» AUFGABENLISTE
- A) Prüfe für jede der folgenden Aussagen, ob sie mit dem Text unter „Seite“ übereinstimmt, und antworte jeweils mit Ja oder Nein samt den entscheidenden Worten des Textes im genauen Wortlaut: (i) Die Marimbas des Marimbaspielers waren in C-Dur gestimmt. (ii) Alice Russell hat darum gebeten, einen Song in seiner Tonhöhe zu verändern. (iii) In einer Session wird das Instrument lieber ganz exakt mit dem Stimmgerät gestimmt.
- B) Schreibe aus dem Text unter „Seite“ die Stelle zwischen „Es kommt oft“ und „Software etwas anfangen?“ einschließlich wortgetreu ab.

» SEITE

Wie sehr bestimmen die traditionellen Instrumente den Einsatz der elektronischen Elemente? Diktieren die Stimmungen bestimmter Drums die Stimmung des gesamten Tracks?
Man muss die Stimmungen adaptieren. Für “Duvido" hatte ich bereits eine Hintergrundidee, die ich dem Marimbaspieler zukommen ließ. Ich wusste, dass seine Marimbas in C-Dur gestimmt waren und hatte mich darauf schon vorbereitet. Mit Sängern passiert das auch oft. Bei “La Plata”, einem Stück auf "Nidia" ,hatte ich anfangs etwas Trouble, weil es ein bisschen über der Stimmlage der Sängerin angelegt war. Das musste ich dann korrigieren. Man muss den Sweet Spot eines Sängers finden. Die richtige Lage ist für das Gesamtergebnis enorm wichtig.
Um mit Alice Russell ein Beispiel zu nennen, da Ihr beide seit vielen Jahren zusammenarbeitet: Glaubst Du, dass Du ihre Stimmlage – auf Eure Musik bezogen – mittlerweile intuitiv im Kopf hast?
Alices Stimmumfang ist wohlmöglich der beste, der mir je zur Verfügung stand. Sie hat mich nie darum gebeten, einen Song in seiner Tonhöhe zu verändern. Das macht es so großartig, mit ihr zu arbeiten. Sie kann derart hoch singen, trifft exakt jeden Ton und hat selbst in den höchsten Lagen noch so viel Volumen in ihrer Stimme. Und in den unteren Lagen ist es genauso. Wenn ich ab und an mit mehreren traditionellen Instrumenten arbeite, wird es schon schwerer, alles aufeinander abzustimmen. Ich stimme das Instrument in einer Session dann lieber nach Gehör oder nach dem Keyboard als ganz exakt mit dem Stimmgerät. Wenn alle Elemente minimal verstimmt sind, zahlt sich das in der Summe wieder aus.
Hast Du während der Arbeit an Magnetica bewusst versucht, nicht die ganze Produktion über mit dem Kopf im Rechner zu stecken?
Es kommt oft vor, dass man die technischen Möglichkeiten abfeiert und sich auf den Prozess als solchen konzentriert, obwohl das, was man tatsächlich hört, natürlich viel wichtiger ist. Manchmal liegt der Fokus viel mehr auf der Technik liegt als auf der Musik. Das ist wie mit der Haute Couture Mode; es gibt dort so viele Kleider, die sich gar nicht tragen lassen. Und ein Musiker sollte Musik machen, die die Leute hören wollen.
Aber kannst Du denn im Gegensatz zu den komplexen Prozessen wenigstens mit den einfacheren funktionalen Elementen von Software etwas anfangen?

» BEREITGESTELLTE DATEN
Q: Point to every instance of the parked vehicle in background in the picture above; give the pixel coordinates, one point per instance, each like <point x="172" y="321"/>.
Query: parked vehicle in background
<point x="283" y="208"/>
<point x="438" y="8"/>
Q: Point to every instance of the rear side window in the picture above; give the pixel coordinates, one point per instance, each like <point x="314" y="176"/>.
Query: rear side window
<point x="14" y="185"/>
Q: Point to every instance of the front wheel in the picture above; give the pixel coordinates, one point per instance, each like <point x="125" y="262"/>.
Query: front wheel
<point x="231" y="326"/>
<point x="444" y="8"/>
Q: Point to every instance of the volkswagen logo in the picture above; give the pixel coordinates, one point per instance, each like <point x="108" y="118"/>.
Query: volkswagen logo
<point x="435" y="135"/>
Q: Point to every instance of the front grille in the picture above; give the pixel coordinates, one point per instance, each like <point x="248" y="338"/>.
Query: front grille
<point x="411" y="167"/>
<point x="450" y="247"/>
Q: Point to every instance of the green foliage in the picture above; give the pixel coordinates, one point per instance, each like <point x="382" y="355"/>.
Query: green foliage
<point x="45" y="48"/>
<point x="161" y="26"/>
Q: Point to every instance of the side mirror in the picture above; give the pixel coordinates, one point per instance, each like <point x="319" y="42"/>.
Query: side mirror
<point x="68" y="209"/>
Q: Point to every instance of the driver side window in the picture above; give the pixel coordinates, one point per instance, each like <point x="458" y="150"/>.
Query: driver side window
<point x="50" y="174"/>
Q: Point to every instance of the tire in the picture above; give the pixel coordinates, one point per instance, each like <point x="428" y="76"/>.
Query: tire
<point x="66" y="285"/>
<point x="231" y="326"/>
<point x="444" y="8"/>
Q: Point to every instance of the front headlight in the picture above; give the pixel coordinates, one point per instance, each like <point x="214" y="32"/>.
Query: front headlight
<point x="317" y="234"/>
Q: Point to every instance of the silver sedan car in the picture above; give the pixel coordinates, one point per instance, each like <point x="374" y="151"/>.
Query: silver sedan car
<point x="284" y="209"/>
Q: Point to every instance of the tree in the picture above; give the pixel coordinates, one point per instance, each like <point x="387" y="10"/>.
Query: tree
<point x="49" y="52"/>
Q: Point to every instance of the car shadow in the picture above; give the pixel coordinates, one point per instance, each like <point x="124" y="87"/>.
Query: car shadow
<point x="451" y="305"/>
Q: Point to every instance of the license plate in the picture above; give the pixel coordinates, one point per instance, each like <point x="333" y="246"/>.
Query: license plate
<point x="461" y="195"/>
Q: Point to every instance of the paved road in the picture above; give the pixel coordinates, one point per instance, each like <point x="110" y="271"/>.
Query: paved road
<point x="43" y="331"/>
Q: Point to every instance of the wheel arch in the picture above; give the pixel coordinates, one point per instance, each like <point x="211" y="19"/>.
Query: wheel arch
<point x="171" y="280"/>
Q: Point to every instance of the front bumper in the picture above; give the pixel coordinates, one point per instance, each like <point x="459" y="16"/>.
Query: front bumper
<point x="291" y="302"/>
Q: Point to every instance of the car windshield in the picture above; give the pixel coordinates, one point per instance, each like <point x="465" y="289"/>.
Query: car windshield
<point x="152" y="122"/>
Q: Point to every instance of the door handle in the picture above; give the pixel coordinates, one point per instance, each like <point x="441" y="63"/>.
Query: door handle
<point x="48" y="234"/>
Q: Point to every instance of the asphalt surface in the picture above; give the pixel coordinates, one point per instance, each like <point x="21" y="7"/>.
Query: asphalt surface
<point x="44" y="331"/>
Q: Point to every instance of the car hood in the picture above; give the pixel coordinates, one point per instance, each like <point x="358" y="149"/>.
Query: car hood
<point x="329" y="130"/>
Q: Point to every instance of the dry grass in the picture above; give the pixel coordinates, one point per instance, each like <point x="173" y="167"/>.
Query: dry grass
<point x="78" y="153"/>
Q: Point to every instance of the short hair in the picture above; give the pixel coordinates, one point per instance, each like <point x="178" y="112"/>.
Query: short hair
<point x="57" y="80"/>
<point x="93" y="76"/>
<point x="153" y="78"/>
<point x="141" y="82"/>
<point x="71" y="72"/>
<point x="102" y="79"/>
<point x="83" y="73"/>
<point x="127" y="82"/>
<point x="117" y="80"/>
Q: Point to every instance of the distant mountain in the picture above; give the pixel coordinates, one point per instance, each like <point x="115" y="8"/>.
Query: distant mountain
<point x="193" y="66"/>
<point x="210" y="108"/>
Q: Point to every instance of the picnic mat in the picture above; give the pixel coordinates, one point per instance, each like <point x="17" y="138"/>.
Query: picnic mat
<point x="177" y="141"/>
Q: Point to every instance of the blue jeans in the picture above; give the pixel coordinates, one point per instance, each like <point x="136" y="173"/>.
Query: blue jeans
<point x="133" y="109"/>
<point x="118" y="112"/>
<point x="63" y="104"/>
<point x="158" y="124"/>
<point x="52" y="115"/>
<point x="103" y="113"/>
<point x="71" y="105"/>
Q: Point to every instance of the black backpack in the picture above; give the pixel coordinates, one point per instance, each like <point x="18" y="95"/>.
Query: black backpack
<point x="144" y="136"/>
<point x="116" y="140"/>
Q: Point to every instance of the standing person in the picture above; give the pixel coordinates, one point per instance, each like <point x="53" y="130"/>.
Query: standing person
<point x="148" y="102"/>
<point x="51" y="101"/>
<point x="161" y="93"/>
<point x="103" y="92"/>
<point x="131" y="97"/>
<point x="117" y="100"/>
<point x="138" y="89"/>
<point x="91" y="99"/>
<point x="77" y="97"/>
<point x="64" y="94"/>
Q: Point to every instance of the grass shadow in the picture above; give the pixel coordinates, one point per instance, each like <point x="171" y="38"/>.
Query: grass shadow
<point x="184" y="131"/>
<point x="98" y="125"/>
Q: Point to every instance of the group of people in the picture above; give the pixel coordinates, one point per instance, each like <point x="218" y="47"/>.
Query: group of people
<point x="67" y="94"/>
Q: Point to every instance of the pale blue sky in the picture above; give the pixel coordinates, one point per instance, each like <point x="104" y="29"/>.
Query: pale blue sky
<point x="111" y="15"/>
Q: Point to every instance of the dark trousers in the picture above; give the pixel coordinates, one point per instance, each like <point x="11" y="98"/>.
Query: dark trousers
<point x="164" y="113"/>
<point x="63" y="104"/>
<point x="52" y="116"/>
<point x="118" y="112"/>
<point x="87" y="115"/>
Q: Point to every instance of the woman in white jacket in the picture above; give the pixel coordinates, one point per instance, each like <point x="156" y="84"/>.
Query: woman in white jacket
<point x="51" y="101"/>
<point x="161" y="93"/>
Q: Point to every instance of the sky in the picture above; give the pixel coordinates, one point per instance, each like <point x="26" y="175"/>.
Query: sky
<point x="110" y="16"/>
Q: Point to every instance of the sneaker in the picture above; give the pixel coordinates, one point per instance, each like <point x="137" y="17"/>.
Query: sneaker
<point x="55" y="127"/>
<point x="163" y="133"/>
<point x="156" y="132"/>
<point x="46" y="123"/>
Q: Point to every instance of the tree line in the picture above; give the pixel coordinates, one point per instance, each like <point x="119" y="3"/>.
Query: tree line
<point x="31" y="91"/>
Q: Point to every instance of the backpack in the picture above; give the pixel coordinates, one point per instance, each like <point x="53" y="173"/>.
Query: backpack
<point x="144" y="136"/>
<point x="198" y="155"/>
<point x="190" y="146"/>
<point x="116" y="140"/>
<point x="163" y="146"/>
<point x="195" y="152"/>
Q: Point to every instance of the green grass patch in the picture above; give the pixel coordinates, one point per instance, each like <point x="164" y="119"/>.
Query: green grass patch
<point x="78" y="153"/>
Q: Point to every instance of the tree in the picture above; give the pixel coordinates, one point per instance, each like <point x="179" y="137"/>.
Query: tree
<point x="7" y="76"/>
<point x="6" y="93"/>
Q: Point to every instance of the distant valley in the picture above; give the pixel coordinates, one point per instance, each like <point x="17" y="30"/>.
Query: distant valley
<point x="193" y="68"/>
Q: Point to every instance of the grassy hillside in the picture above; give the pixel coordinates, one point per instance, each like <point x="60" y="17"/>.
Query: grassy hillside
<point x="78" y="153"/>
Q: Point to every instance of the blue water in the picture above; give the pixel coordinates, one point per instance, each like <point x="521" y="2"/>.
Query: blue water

» ANTWORTEN DER REIHE
- A)
(i) Ja: „Ich wusste, dass seine Marimbas in C-Dur gestimmt waren“
(ii) Nein: „Sie hat mich nie darum gebeten, einen Song in seiner Tonhöhe zu verändern.“
(iii) Nein: „Ich stimme das Instrument in einer Session dann lieber nach Gehör oder nach dem Keyboard als ganz exakt mit dem Stimmgerät.“

- B)
Es kommt oft vor, dass man die technischen Möglichkeiten abfeiert und sich auf den Prozess als solchen konzentriert, obwohl das, was man tatsächlich hört, natürlich viel wichtiger ist. Manchmal liegt der Fokus viel mehr auf der Technik liegt als auf der Musik. Das ist wie mit der Haute Couture Mode; es gibt dort so viele Kleider, die sich gar nicht tragen lassen. Und ein Musiker sollte Musik machen, die die Leute hören wollen.
Aber kannst Du denn im Gegensatz zu den komplexen Prozessen wenigstens mit den einfacheren funktionalen Elementen von Software etwas anfangen?